◆ PROBLEM TO WORK ON ◆
Return every row below word for word, without changing anything.

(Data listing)

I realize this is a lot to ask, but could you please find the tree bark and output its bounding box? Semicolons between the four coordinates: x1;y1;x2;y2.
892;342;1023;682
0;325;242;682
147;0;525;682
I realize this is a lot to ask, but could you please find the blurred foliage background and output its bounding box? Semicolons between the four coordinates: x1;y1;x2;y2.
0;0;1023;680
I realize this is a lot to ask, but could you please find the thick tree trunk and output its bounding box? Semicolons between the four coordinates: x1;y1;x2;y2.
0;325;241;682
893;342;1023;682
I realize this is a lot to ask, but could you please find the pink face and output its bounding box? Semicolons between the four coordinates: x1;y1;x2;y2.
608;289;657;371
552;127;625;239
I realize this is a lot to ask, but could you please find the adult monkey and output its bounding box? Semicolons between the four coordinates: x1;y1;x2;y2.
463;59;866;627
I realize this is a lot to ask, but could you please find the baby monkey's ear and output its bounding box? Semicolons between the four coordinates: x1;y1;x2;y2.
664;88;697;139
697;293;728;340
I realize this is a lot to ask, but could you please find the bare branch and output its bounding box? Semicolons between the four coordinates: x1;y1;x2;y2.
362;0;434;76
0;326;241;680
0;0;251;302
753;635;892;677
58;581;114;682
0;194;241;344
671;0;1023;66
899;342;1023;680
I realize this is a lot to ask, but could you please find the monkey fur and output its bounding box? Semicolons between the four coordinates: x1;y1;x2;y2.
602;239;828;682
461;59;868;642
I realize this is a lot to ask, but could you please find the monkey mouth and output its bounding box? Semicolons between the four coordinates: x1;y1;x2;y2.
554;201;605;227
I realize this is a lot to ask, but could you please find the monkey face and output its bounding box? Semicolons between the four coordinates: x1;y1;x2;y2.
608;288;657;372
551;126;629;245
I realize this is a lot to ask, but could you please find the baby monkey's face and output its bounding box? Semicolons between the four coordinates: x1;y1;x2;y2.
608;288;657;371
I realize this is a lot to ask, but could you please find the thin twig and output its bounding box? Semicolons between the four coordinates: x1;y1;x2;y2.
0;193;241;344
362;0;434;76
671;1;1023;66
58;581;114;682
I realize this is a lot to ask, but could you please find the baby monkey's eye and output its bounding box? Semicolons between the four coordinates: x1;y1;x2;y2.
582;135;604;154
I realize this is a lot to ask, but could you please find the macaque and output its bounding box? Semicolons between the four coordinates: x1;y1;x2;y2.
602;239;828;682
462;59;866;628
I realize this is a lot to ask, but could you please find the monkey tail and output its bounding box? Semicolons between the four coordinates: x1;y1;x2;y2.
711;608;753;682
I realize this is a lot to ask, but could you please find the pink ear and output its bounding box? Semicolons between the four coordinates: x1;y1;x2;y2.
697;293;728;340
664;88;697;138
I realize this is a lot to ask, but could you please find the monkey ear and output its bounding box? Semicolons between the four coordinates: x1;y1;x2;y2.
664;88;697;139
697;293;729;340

◆ COMPLETE ANSWER ◆
I realize this is a lot to ask, but could you please find the tree bark and output its bounding box? Semicolons between the four coordinates: x1;y1;x2;y2.
892;342;1023;682
0;325;242;682
147;0;525;682
I realize this is a lot to ask, but could you please find the blurred foliage background and output its bounding box? Semicolons between the four coordinates: x1;y1;x2;y2.
0;0;1023;680
I realize this is a lot to ask, but could you please find the thick tree trunk and output its bounding box? Semicolons between the four coordinates: x1;y1;x2;y2.
0;325;241;682
893;342;1023;682
I realize this is a lot to ask, but could you please find the pink face and output its bounding box? Semicolons between the four coordinates: x1;y1;x2;y2.
608;289;657;371
552;127;625;239
I realize this is a lot to ask, but could you please find the adult monkey and output its bounding box? Semicolons between the four coordinates: x1;y1;x2;y2.
463;59;866;627
I realize this is a lot to ask, but could you please find the baby monkey's ear and output its bounding box? Semicolons between the four coordinates: x1;y1;x2;y2.
664;88;697;139
697;293;728;340
I realize this is a lot to ask, but could you please find the bare branch and output its bounding box? Semicolons between the four coordinates: x1;y1;x2;y2.
362;0;434;76
0;326;241;680
0;0;251;302
753;635;892;677
58;581;114;682
0;194;241;344
671;0;1023;66
899;342;1023;680
I realize this is a lot to ask, but could you please find the monkey fur and output its bounding box? Semicolons between the four coordinates: x1;y1;x2;y2.
602;239;828;682
461;59;868;642
I realize this is a lot to ask, but could you please find the monkey mouth and output its bounding box? Semicolons between the four coordinates: x1;y1;x2;y2.
554;201;605;227
I realize this is a lot to ask, but could you please find the monkey face and output its bounding box? Semicolons between the four coordinates: x1;y1;x2;y2.
608;288;657;372
551;126;629;245
I realize this is a lot to ask, but could you please find the baby monkey's face and output its bounding box? Semicolons between the four coordinates: x1;y1;x2;y2.
608;288;657;371
I realize this is a lot to ask, but could you please find the thin twig and output its bounding box? Semicolons between the four coordinates: x1;y1;x2;y2.
0;193;241;344
362;0;434;76
671;1;1023;66
58;581;114;682
I realize this is a lot to ask, but could you please find the baby monkey's eye and output its bounding box? Semicolons between the four coordinates: x1;y1;x2;y2.
582;135;604;154
I realize this is a lot to ask, but could you please find the macaque and output its bounding box? Semicolons between the four coordinates: x1;y1;x2;y2.
602;239;828;682
462;59;866;628
I realize this is a lot to ask, but could you please find the monkey tail and output its bounding box? Semicolons between the four coordinates: x1;y1;x2;y2.
711;608;753;682
I realize this is a lot to ask, but could you please find the pink ear and output its bounding box? Semicolons between the four coordinates: x1;y1;x2;y2.
697;293;728;340
664;88;697;138
I realize this is a lot to ask, but could you please find the monkey ear and output its bounding box? Semicolons between the four coordinates: x1;y1;x2;y2.
664;88;697;139
697;293;729;340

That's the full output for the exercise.